§ Enunciado: Copie integralmente, sem nenhuma alteração, o texto sobre o convento da Ilha do Bom Jesus que aparece a seguir, antes dos dados.

§ Texto selecionado:

..........

No ano de 1852, o convento e todas as propriedades existentes na ilha, foram cedidos em usufruto, gratuitamente, por vinte anos, às Irmãs alemãs do Sagrado Coração de Maria, que se encarregava da educação de meninas. As irmãs ficaram apenas quatro anos no local. Em 1857, mais uma vez o convento recebia os doentes de febre amarela, por apenas um ano. No ano seguinte, através de um contrato entre o governo e a Associação Cultural de Colonização, esta última passava a gozar do usufruto do convento por cinco anos, devendo pagar, anualmente, 400 contos de réis à Província. Devia também reservar três celas e um salão ao lado da Igreja, para o guardião ou outros religiosos por ocasião de solenidades. Em 1865 este contrato passou para o Ministério da Guerra, que passou a usar o convento para aquartelamento das tropas, pagando 800 contos de réis por ano. Nesta época o número de frades na Província era reduzido. Desde o Aviso do Ministério da Justiça, do dia 19 de maio de 1855, os religiosos do Brasil ficavam proibidos de receber noviços. A Província definhava a olhos vistos. O convento, por sua vez, também carecia de cuidados, de manutenção e reforma.

Durante a Guerra do Paraguai (1864-1870), o Governo cogitou construir um edifício para acolher os soldados mutilados ou doentes que regressavam da guerra. O nome dado à construção na época era grandiloquente: Asilo para os Inválidos da Pátria. O terreno do convento foi o escolhido. Consta que os frades não foram consultados. O fato é que, no dia 29 de julho de 1868, era inaugurado solenemente, na Ilha do Bom Jesus, o Asilo dos Inválidos da Pátria. Era uma construção nova (ainda não totalmente acabada), mas que também ocupava parte do convento. No ano de 1875 foram feitas as negociações com a Província, para a legalização da venda do terreno e do convento ao Governo. O convento e a ilha foram vendidos por 60 apólices da dívida pública, de 1 conto de réis cada uma. O último frade que morava na ilha, frei Manuel de Santa Isabel Brandão, que servia como Capelão do Asilo, foi exonerado em 1875.

..........

§ Dados fornecidos:
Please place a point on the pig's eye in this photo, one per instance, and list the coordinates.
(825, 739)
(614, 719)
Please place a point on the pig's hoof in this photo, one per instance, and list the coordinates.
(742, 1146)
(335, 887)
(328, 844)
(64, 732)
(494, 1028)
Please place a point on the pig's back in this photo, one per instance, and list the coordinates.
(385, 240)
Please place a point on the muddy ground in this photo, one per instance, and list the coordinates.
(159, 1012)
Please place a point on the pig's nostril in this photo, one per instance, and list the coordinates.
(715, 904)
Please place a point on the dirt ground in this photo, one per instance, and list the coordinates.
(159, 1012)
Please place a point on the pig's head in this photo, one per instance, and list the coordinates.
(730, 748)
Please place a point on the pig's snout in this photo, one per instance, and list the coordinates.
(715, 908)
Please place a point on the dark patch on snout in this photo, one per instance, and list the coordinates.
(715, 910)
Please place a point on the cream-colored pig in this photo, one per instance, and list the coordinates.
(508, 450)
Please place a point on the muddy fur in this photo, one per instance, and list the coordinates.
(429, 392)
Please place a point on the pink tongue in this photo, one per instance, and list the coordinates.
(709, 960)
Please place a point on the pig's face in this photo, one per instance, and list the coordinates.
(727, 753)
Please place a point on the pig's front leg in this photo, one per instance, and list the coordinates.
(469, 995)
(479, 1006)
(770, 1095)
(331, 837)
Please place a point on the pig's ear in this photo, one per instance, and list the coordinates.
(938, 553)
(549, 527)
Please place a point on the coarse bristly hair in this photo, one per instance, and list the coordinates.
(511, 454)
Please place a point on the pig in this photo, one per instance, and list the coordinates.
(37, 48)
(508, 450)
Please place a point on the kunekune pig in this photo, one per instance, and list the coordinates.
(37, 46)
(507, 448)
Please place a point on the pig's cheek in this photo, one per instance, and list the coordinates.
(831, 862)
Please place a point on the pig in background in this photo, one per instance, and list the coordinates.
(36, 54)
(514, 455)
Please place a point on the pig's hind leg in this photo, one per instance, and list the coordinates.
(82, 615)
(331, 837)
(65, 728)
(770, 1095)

..........

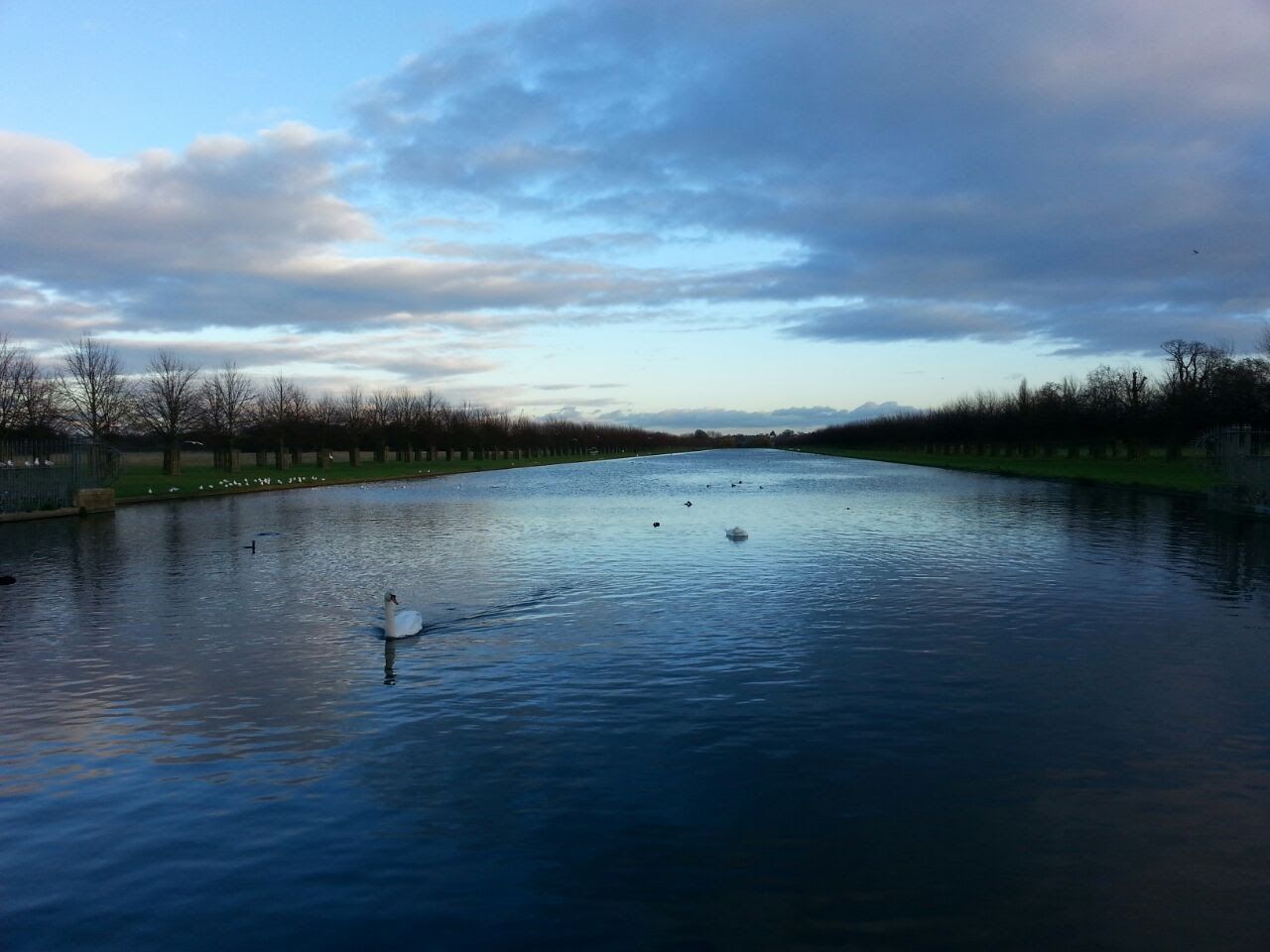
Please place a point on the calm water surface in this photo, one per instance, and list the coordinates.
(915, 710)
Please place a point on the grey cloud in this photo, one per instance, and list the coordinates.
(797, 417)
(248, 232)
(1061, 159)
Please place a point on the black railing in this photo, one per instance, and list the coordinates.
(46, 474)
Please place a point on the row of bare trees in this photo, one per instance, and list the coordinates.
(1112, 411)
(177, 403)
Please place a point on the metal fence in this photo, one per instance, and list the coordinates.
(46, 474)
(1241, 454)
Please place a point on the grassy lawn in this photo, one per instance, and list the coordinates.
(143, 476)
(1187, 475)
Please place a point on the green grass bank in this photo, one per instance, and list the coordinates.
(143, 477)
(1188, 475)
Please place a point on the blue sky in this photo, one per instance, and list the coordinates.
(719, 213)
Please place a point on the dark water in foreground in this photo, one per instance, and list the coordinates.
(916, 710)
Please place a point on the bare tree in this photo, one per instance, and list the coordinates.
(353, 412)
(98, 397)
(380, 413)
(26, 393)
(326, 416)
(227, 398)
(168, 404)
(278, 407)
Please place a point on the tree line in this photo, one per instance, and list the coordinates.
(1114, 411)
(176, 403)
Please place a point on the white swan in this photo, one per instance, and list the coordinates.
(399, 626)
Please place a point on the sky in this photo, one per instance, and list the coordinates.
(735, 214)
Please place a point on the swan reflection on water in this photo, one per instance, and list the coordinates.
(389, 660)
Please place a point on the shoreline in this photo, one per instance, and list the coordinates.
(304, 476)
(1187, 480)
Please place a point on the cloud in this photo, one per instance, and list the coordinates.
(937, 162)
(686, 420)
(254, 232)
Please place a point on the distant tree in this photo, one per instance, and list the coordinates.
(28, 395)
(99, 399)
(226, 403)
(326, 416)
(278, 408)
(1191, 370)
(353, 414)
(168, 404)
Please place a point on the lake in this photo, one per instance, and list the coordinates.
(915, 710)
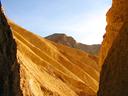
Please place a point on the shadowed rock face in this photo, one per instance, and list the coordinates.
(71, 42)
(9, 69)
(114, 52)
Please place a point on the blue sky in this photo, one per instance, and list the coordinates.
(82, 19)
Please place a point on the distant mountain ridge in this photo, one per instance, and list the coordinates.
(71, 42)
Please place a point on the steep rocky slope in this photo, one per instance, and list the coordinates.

..........

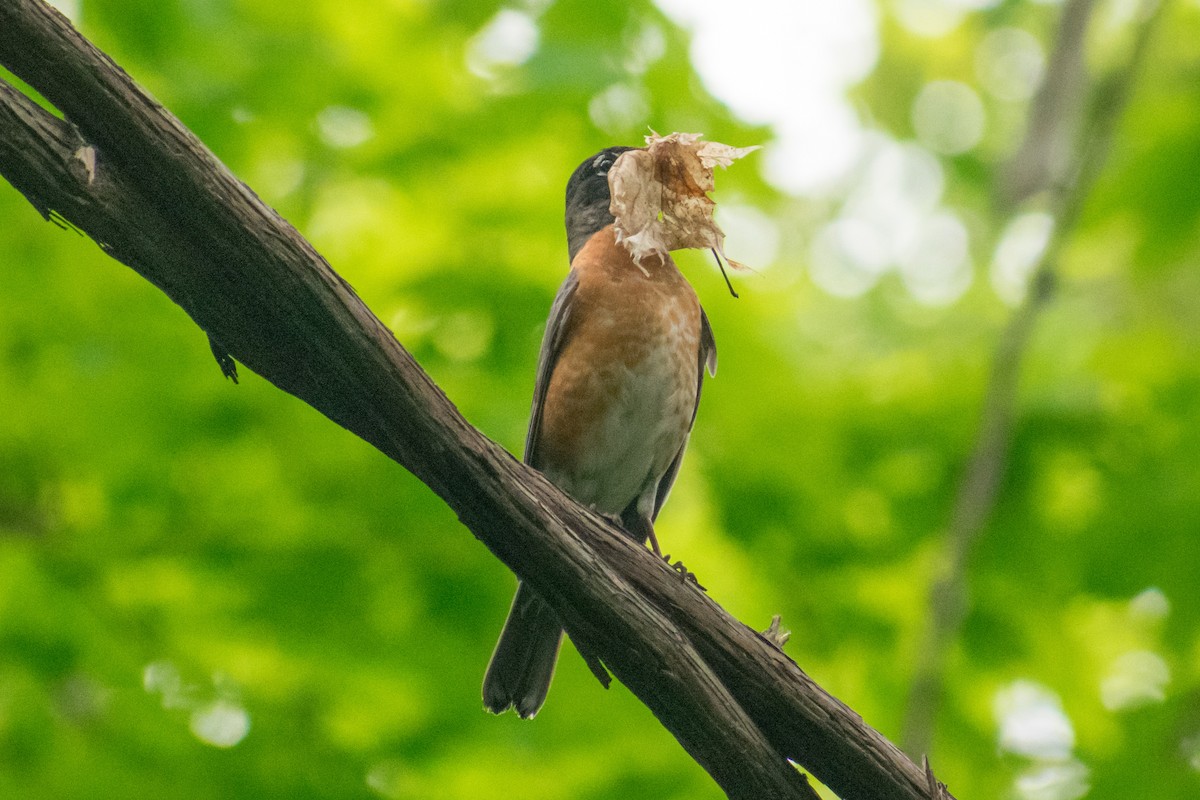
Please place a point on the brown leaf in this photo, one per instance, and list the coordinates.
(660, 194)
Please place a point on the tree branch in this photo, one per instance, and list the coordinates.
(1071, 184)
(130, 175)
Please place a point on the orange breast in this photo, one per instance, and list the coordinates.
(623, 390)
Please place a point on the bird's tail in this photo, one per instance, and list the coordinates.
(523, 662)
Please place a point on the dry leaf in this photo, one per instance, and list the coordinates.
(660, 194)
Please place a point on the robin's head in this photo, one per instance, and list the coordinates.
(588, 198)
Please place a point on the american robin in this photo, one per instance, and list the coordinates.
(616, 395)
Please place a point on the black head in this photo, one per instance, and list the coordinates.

..........

§ Resposta:
No ano de 1852, o convento e todas as propriedades existentes na ilha, foram cedidos em usufruto, gratuitamente, por vinte anos, às Irmãs alemãs do Sagrado Coração de Maria, que se encarregava da educação de meninas. As irmãs ficaram apenas quatro anos no local. Em 1857, mais uma vez o convento recebia os doentes de febre amarela, por apenas um ano. No ano seguinte, através de um contrato entre o governo e a Associação Cultural de Colonização, esta última passava a gozar do usufruto do convento por cinco anos, devendo pagar, anualmente, 400 contos de réis à Província. Devia também reservar três celas e um salão ao lado da Igreja, para o guardião ou outros religiosos por ocasião de solenidades. Em 1865 este contrato passou para o Ministério da Guerra, que passou a usar o convento para aquartelamento das tropas, pagando 800 contos de réis por ano. Nesta época o número de frades na Província era reduzido. Desde o Aviso do Ministério da Justiça, do dia 19 de maio de 1855, os religiosos do Brasil ficavam proibidos de receber noviços. A Província definhava a olhos vistos. O convento, por sua vez, também carecia de cuidados, de manutenção e reforma.

Durante a Guerra do Paraguai (1864-1870), o Governo cogitou construir um edifício para acolher os soldados mutilados ou doentes que regressavam da guerra. O nome dado à construção na época era grandiloquente: Asilo para os Inválidos da Pátria. O terreno do convento foi o escolhido. Consta que os frades não foram consultados. O fato é que, no dia 29 de julho de 1868, era inaugurado solenemente, na Ilha do Bom Jesus, o Asilo dos Inválidos da Pátria. Era uma construção nova (ainda não totalmente acabada), mas que também ocupava parte do convento. No ano de 1875 foram feitas as negociações com a Província, para a legalização da venda do terreno e do convento ao Governo. O convento e a ilha foram vendidos por 60 apólices da dívida pública, de 1 conto de réis cada uma. O último frade que morava na ilha, frei Manuel de Santa Isabel Brandão, que servia como Capelão do Asilo, foi exonerado em 1875.